B. A dispute arose between the Xxxxxxx Parties and MISCOR concerning certain terms and obligations under the Agreement. The primary disputed issue, from which most of the other disputes flowed, was whether the amount of working capital left by MISCOR in Xxxxxxx Electric and Ideal Consolidated was too low.
C. The parties to this Agreement desire that all disputes presently existing among them, including, without limitation, all disputes arising out of the Agreement, be settled and that the parties be spared the trouble and expense of litigation. They also mutually desire that all of the terms and conditions of their compromise and settlement be and remain strictly confidential.
D. Simultaneous with the execution of this Release:
(1) MISCOR shall give the Martells the Amended Promissory Note, a copy of which is attached as Exhibit A.
(2) The Martells shall deliver to MISCOR an executed subordination agreement relating to MISCOR’s indebtedness to Xxxxx Fargo Bank and BDeWees, Inc. and XGen III, Ltd. The subordination agreements are attached
as Exhibit B (Xxxxx Fargo Bank) and Exhibit C (BDeWees, Inc. and XGen III, Ltd.).
(3) MISCOR shall execute extensions of the leases for the facilities it leases in Hammond, Indiana and Boardman, Ohio, as described in the Letter Agreement.

__SET PROBLEM A__. Collect every line of the records that contains the word "lawn".

__DATASET ROWS__.
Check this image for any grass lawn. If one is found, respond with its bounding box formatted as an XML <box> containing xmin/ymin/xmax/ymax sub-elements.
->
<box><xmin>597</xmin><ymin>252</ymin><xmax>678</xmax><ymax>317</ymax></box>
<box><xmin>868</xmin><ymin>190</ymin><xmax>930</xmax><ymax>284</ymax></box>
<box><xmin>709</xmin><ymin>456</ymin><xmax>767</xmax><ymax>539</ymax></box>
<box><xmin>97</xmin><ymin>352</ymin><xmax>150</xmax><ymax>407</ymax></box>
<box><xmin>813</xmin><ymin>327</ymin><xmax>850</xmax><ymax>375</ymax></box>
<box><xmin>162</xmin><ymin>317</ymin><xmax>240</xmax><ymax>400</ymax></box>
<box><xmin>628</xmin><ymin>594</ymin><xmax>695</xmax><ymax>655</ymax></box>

__SET PROBLEM B__. Proceed with the settlement agreement excerpt above, picking up after its last sentence.

__WRITTEN ANSWER A__.
Check this image for any grass lawn. If one is found, respond with its bounding box formatted as an XML <box> containing xmin/ymin/xmax/ymax sub-elements.

__WRITTEN ANSWER B__.
Agreement
In consideration of the matters set forth in the Recitals, the conditions and terms of this Release, and other good and valuable consideration, the receipt and sufficiency of which are hereby acknowledged, the parties agree as follows:
1. Release by the Xxxxxxx Parties. Upon payment of (a) the $316,666 principal payment due under the Amended Promissory Note at MISCOR’S closing of its refinancing with Xxxxx Fargo Bank and, (b) the corrected interest payment due for the period of time in 2010 when the amount of subdebt to the Martells was being determined, the Xxxxxxx Parties release and discharge MISCOR and its former, present and future subsidiaries, divisions, affiliates, shareholders, agents, officers, directors, employees, successors, assigns, insurers, and any and all other persons or entities acting by, through or under any of them, both individually and in their representative capacities (collectively, the “Xxxxxxx Releasees”) from any and all obligations, claims, demands, damages, actions, causes of action or liabilities of whatsoever nature, whether known or unknown, disclosed or undisclosed, accrued or contingent, that the Xxxxxxx Parties now have against any of the Xxxxxxx Releasees, including, without limitation, any claims arising on or before the date hereof out of the Agreement, but specifically excluding any and all obligations of future payment or performance pursuant to the (e) Amended Promissory Note, (f) any real estate leases, (g) the agreements under which security interests are granted to secure the indebtedness represented by the Amended Promissory Note, (h) the obligation of MISCOR or its subsidiaries to pay Xxxx X. Xxxxxxx for services or reimburse Xxxx X. Xxxxxxx for expenses he incurred in performing services for MISCOR or its subsidiaries; and (i) any instruments or rights relating to the ownership or equity in MISCOR.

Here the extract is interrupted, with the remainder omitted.